WORK TO COMPLETE
[A] Name every single-word section heading in the shortest-distance post.
[B] From the shortest-distance post, copy the passage from "This is not" up to and including "a Euclidian space.", and swap "straight line" for "line segment".

TEXT SEGMENT
|---|

Harald Kirsch

genug Unfug.

2013-08-17

Shortest Distance (II.2, p.124)*

Contents

Exercise

This is not explicitly an exercise in the book. Rather I write down for myself how to prove with the help of the Euler-Lagrange Equation that a straight line is the shortest distance between two points in a Euclidian space.

Actually I like the more formal approach of explaining the Euler-Lagrange Equation in the book Emmy Noether's Wonderful Theorem, but motivated by Zee, I try to use it here for the first time for a very simple and obvious problem. $\newcommand{\R}{\mathbb{R}}$

So the task is now to prove by means of the Euler-Lagrange Equation that the shortest distance between two points in a Euclidian space is a straight line.

Solution

Background

Zee writes the Euler-Langrange Equation in the form \begin{equation} \frac{d}{dx} \left( \frac{\delta \mathcal{E}}{\delta\frac{d\phi_j}{dx}} \right) - \frac{\delta\mathcal{E}}{\delta\phi_j} = 0\, . \end{equation} But I rather prefer the formulation in Neuenschwander's book. Given an n dimensional function of one variable, $\vec{x}:\R\to\R^n$, with the components written as $x^\mu:\R\to\R$ ($\mu=1\dots n$) and the so called Lagrangian $L:\R^{2n+1}\to\R$, the functional $J:(\R\to\R^n)\to\R$, mapping the $n$ dimensional function $\vec{x}$ to a number, is defined as \begin{equation} J(\vec{x}) = \int_a^b L(t,x^\mu(t),\dot x^\mu(t)) \,dt\,, \end{equation} where $L(t,x^\mu(t),\dot x^\mu(t))$ is short for $L(t,x^1(t),\dots,x^n(t),\dot x^1(t),\dots,\dot x^n(t))$. The theory of the Euler-Lagrange Equations, I think it is also called the action principle, now says that the function $\vec{x}$ for which $J$ becomes extremal (minimal or maximal) satifies the Euler-Lagrange Equation(s) \begin{equation}\label{eqEL} \frac{\delta L}{\delta x^\mu} = \frac{d}{dt}\frac{\delta L}{\delta \dot x^\mu} \qquad \mu=1\dots n\,. \end{equation} It took me some time to understand the meaning of expressions like $\delta L / \delta x^\mu$ in cases where $x^\mu$ is not a variable. But this is really just the derivative of $L$ with regard to its respective argument. In particular it means that the chain rule needs not be invoked. As an example consider $L(a,b,c):= 3a + 4b +5c$ and let $\vec{x}(t):=t^2$ be a 1-dimensional function. This would give $L(t,x^\mu(t),\dot x^\mu(t)) = 3t + 4x^\mu(t) + 5\dot x^\mu(t) = 3t+4t^2$ for $\mu=1$. And the seemingly difficult differentiation is just so: \begin{align} \frac{\delta L}{\delta x^\mu} \notag &= \frac{\delta L}{\delta b}\Bigr|_{b=x^\mu} \notag\\ &= 4b\Bigr|_{b=x^\mu} \notag\\ &= 4 t^2 \notag \end{align} Note in particular, that $4t^2$ is not further differentiated according to the chain rule.

|---|

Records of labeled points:
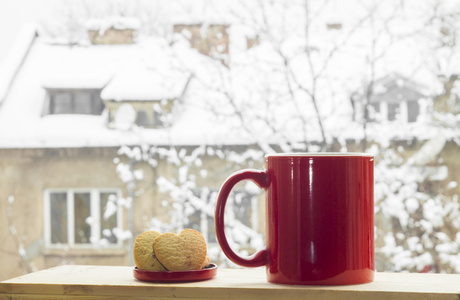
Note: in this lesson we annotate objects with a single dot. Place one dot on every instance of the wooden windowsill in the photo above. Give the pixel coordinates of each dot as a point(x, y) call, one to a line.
point(103, 282)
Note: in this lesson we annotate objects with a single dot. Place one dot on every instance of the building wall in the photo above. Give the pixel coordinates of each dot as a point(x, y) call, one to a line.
point(26, 173)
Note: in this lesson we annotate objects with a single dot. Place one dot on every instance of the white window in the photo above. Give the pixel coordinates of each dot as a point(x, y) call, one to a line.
point(82, 218)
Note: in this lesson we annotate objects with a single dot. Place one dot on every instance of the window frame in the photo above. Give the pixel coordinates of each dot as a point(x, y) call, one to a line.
point(95, 201)
point(94, 97)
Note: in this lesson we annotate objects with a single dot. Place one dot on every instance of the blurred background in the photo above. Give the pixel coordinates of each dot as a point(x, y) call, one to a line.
point(118, 117)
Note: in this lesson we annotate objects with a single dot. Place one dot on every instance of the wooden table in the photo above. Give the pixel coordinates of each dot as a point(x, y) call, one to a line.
point(102, 282)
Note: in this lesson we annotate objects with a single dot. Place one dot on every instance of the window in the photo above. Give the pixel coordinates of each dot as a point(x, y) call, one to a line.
point(143, 119)
point(81, 218)
point(68, 101)
point(393, 110)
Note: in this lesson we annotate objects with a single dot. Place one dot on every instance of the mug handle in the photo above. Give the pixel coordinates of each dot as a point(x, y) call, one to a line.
point(261, 179)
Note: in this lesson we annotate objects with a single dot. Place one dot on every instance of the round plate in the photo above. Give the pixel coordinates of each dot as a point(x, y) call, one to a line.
point(176, 276)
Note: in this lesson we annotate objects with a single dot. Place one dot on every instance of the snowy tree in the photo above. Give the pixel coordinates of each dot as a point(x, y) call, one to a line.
point(176, 171)
point(299, 76)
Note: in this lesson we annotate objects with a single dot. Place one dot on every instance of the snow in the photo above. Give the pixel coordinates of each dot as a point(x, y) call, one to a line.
point(274, 93)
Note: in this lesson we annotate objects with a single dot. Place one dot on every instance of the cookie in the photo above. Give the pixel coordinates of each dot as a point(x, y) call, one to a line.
point(206, 262)
point(144, 257)
point(181, 252)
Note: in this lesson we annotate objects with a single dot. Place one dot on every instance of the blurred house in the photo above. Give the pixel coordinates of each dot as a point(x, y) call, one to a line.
point(65, 111)
point(69, 112)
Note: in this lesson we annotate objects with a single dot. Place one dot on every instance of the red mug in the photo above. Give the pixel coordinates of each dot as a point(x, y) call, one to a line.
point(319, 218)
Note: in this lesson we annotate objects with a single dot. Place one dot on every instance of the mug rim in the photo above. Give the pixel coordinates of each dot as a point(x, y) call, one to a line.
point(320, 154)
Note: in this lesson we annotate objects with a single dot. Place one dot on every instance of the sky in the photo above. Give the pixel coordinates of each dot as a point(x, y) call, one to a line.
point(14, 14)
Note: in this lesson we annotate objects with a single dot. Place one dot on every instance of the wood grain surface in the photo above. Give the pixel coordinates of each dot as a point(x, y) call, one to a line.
point(110, 282)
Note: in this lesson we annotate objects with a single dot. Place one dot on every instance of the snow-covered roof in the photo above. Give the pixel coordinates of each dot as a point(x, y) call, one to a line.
point(126, 71)
point(15, 57)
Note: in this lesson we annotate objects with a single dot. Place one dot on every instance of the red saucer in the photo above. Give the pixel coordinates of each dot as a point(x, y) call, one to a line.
point(176, 276)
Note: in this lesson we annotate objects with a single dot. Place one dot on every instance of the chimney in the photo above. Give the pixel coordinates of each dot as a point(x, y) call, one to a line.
point(113, 30)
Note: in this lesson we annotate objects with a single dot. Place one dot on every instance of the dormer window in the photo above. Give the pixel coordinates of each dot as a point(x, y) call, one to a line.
point(74, 101)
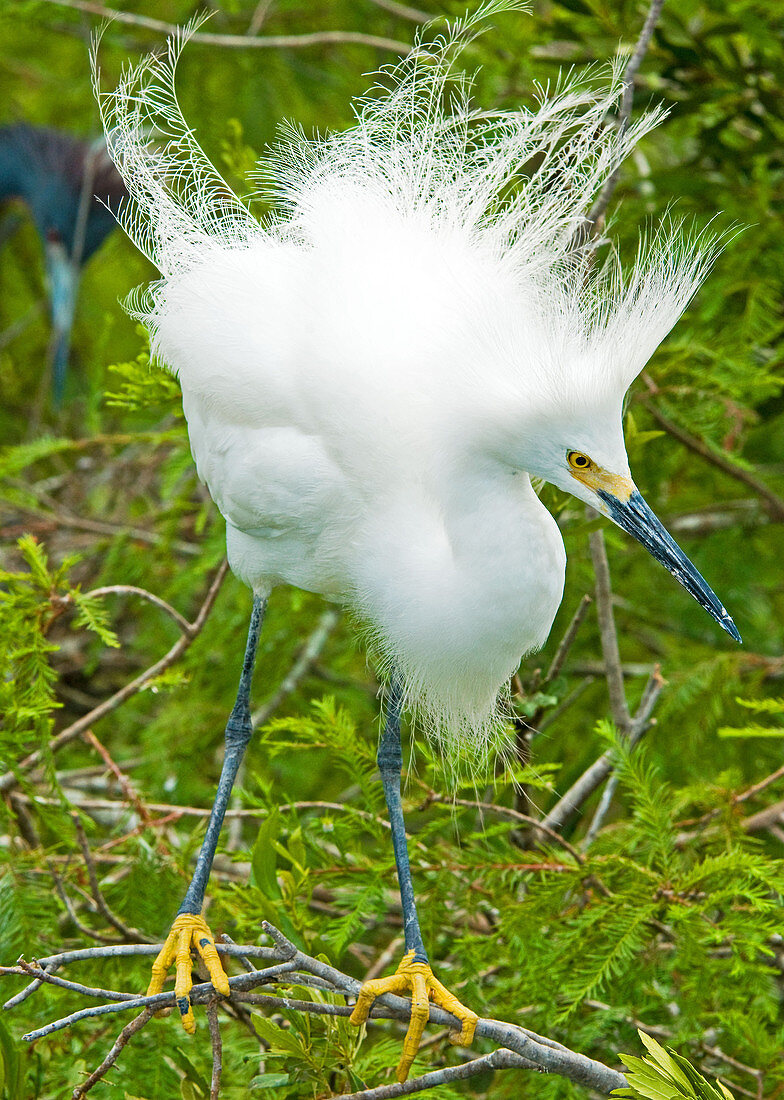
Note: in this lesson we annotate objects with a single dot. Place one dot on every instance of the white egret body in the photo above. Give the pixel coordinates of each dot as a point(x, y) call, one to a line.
point(373, 375)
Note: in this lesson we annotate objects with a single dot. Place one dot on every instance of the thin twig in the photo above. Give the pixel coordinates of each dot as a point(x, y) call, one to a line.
point(585, 785)
point(70, 733)
point(772, 503)
point(240, 41)
point(614, 672)
point(498, 1059)
point(122, 1041)
point(541, 1052)
point(567, 640)
point(125, 784)
point(217, 1048)
point(123, 928)
point(131, 590)
point(309, 652)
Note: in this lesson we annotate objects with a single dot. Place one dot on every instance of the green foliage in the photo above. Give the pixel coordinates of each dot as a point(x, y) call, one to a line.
point(673, 914)
point(664, 1075)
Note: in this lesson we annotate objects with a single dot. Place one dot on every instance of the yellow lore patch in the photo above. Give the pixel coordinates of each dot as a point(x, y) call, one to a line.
point(598, 479)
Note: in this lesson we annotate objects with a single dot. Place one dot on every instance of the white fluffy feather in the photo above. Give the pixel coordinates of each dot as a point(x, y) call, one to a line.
point(371, 375)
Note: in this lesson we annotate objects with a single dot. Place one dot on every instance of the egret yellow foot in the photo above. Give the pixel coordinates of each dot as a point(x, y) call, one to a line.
point(424, 987)
point(188, 931)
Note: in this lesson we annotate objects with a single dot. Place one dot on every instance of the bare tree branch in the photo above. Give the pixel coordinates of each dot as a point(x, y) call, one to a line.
point(122, 1041)
point(614, 672)
point(499, 1059)
point(567, 640)
point(772, 503)
point(10, 779)
point(585, 785)
point(123, 928)
point(131, 590)
point(536, 1051)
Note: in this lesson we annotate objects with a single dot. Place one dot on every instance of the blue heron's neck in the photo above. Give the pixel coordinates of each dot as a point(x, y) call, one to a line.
point(12, 169)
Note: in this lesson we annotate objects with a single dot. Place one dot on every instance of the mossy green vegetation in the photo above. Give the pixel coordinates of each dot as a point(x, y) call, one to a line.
point(671, 919)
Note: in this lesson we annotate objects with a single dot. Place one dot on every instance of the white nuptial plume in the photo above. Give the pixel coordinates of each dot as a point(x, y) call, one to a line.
point(412, 308)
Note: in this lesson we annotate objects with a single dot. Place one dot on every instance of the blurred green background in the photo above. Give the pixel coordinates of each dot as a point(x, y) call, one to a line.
point(685, 937)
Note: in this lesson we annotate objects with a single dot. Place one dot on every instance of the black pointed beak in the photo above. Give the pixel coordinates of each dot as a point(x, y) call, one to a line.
point(637, 518)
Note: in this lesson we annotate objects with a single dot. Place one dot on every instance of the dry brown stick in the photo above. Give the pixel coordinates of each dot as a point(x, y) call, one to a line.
point(122, 1041)
point(125, 784)
point(10, 780)
point(168, 807)
point(123, 928)
point(239, 41)
point(649, 696)
point(765, 818)
point(498, 1059)
point(754, 822)
point(599, 769)
point(132, 590)
point(773, 503)
point(542, 1052)
point(72, 912)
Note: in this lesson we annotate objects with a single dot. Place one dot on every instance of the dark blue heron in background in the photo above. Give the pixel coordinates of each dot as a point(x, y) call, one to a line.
point(65, 183)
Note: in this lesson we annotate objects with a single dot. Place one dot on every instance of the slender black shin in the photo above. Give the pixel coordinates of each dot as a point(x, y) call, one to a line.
point(390, 765)
point(238, 734)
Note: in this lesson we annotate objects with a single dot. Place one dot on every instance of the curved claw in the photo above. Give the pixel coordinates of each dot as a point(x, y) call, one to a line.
point(188, 931)
point(424, 987)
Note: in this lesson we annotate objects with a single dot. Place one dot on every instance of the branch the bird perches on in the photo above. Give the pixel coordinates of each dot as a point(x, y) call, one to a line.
point(528, 356)
point(516, 1046)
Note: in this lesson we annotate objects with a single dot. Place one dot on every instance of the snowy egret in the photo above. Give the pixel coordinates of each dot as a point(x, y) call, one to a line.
point(373, 375)
point(66, 183)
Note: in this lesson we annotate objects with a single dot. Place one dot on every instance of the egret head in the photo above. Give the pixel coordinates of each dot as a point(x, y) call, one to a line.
point(585, 455)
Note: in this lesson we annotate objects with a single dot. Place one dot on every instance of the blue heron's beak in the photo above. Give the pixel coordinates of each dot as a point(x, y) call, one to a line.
point(635, 517)
point(64, 282)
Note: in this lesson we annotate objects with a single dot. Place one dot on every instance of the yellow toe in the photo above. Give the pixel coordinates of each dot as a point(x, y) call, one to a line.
point(189, 933)
point(419, 979)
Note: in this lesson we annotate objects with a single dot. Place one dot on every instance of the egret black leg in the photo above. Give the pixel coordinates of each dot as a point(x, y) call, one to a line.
point(238, 734)
point(189, 930)
point(413, 974)
point(390, 767)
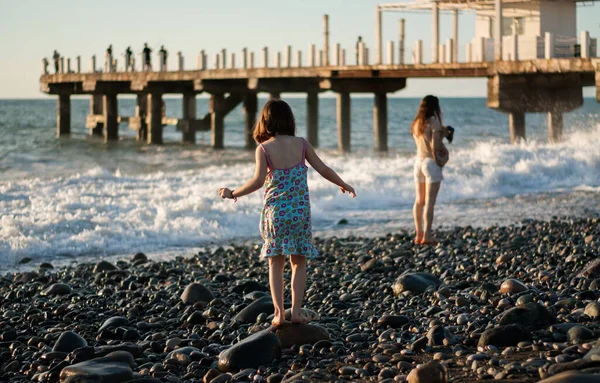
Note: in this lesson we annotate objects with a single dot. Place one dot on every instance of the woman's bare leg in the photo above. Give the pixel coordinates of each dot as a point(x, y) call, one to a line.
point(431, 191)
point(418, 210)
point(298, 285)
point(276, 265)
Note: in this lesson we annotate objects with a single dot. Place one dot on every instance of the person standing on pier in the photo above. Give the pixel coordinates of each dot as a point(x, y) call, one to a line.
point(432, 155)
point(128, 55)
point(163, 57)
point(285, 224)
point(147, 57)
point(56, 58)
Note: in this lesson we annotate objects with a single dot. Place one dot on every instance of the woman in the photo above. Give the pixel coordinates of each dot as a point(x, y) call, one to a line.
point(428, 132)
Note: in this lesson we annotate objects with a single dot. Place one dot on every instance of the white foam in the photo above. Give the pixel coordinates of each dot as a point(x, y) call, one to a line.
point(111, 212)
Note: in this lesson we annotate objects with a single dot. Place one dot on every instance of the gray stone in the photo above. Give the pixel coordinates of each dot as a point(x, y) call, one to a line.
point(69, 341)
point(530, 315)
point(115, 367)
point(415, 282)
point(257, 350)
point(196, 292)
point(297, 334)
point(113, 322)
point(432, 372)
point(254, 309)
point(504, 336)
point(57, 289)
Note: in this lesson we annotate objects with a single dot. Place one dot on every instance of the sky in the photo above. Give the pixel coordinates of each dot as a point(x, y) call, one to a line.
point(32, 29)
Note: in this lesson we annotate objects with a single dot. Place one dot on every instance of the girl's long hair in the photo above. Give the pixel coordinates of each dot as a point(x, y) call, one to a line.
point(430, 107)
point(275, 118)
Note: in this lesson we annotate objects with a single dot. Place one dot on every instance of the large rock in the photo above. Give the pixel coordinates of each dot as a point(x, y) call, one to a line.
point(572, 377)
point(504, 336)
point(57, 289)
point(114, 322)
point(415, 282)
point(432, 372)
point(294, 333)
point(259, 349)
point(530, 315)
point(196, 292)
point(512, 286)
point(254, 309)
point(69, 341)
point(115, 367)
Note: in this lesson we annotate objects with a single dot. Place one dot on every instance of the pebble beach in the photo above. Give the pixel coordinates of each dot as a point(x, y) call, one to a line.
point(512, 304)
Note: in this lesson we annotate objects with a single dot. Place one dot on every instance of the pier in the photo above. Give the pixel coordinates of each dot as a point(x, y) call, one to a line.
point(524, 74)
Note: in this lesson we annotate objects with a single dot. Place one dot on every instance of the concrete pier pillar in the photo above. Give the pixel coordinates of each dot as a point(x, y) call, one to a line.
point(111, 117)
point(380, 122)
point(455, 35)
point(516, 126)
point(436, 31)
point(288, 56)
point(401, 42)
point(498, 30)
point(265, 57)
point(217, 121)
point(97, 108)
point(326, 40)
point(250, 109)
point(312, 118)
point(155, 118)
point(141, 111)
point(63, 114)
point(189, 113)
point(390, 53)
point(555, 126)
point(378, 37)
point(343, 121)
point(93, 64)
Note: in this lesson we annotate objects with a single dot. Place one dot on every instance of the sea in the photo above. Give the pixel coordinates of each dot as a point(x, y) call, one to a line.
point(77, 199)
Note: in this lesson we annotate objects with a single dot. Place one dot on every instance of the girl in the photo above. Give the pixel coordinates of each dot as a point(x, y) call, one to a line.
point(285, 224)
point(428, 132)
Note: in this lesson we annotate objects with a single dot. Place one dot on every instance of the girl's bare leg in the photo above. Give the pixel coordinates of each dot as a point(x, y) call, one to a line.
point(298, 286)
point(276, 265)
point(431, 191)
point(418, 210)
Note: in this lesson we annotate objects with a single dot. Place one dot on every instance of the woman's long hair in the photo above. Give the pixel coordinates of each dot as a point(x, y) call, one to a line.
point(275, 118)
point(430, 107)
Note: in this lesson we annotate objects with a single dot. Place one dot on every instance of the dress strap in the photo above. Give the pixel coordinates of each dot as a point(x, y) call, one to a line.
point(266, 156)
point(303, 151)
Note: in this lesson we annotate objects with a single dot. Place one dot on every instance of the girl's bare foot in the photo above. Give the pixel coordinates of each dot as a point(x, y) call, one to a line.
point(299, 317)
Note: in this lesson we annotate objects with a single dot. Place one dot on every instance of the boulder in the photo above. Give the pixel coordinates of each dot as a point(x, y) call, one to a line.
point(254, 309)
point(416, 283)
point(504, 336)
point(298, 334)
point(530, 315)
point(394, 321)
point(259, 349)
point(196, 292)
point(57, 289)
point(115, 367)
point(69, 341)
point(432, 372)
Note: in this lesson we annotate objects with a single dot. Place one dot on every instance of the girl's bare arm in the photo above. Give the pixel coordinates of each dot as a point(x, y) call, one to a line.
point(254, 184)
point(325, 171)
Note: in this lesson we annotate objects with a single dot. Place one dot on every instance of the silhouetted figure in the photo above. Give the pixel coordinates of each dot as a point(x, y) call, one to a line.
point(56, 57)
point(358, 49)
point(128, 55)
point(147, 57)
point(163, 57)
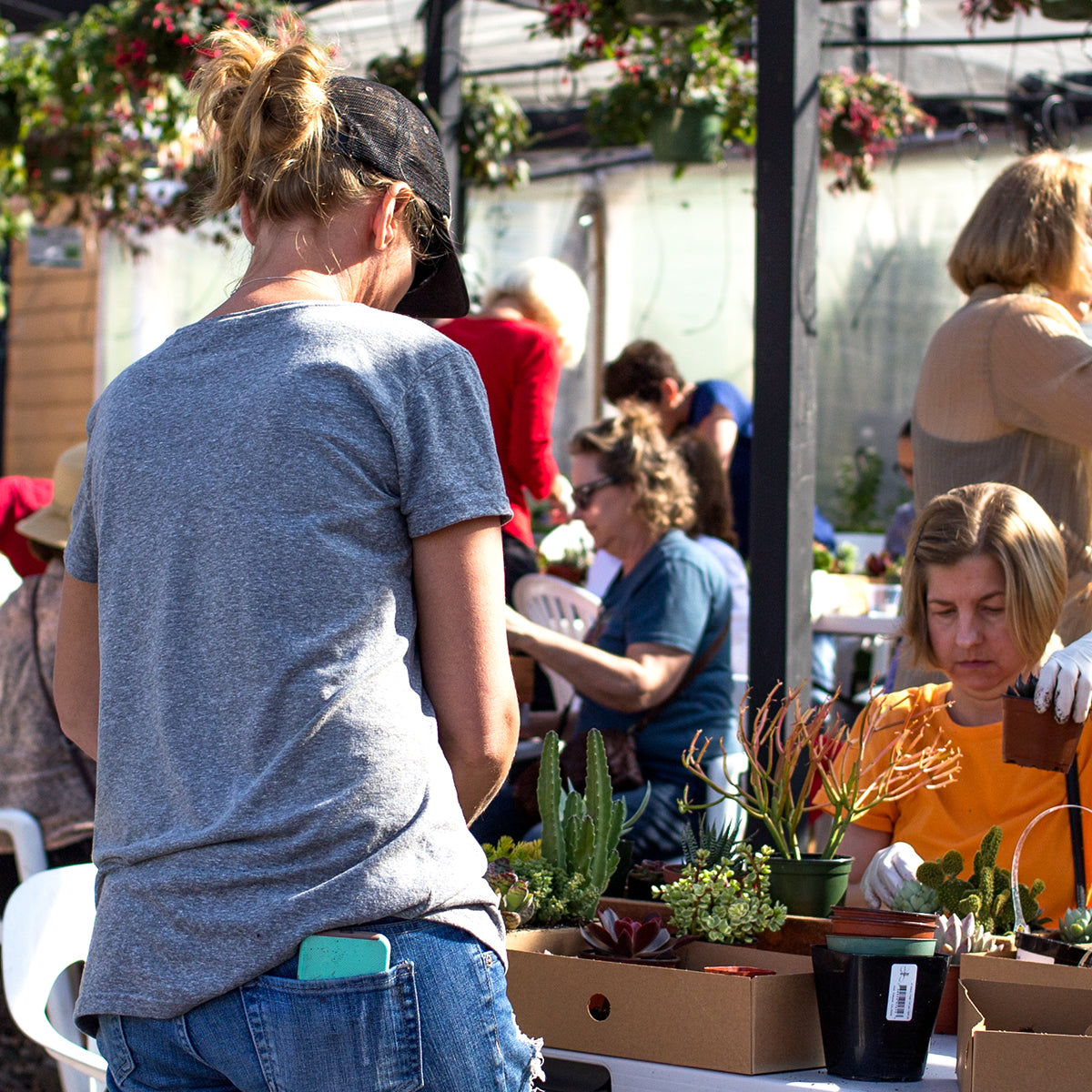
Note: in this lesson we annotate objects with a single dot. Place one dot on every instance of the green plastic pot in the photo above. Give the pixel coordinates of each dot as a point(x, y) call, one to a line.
point(686, 135)
point(811, 885)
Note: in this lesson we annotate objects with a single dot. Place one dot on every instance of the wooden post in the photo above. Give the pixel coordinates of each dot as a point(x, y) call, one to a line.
point(443, 88)
point(784, 448)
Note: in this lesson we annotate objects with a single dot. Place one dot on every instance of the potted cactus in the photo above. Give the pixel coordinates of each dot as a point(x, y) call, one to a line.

|---|

THE ANSWERS
[A] Contents, Exercise, Solution, Background

[B]
This is not explicitly an exercise in the book. Rather I write down for myself how to prove with the help of the Euler-Lagrange Equation that a line segment is the shortest distance between two points in a Euclidian space.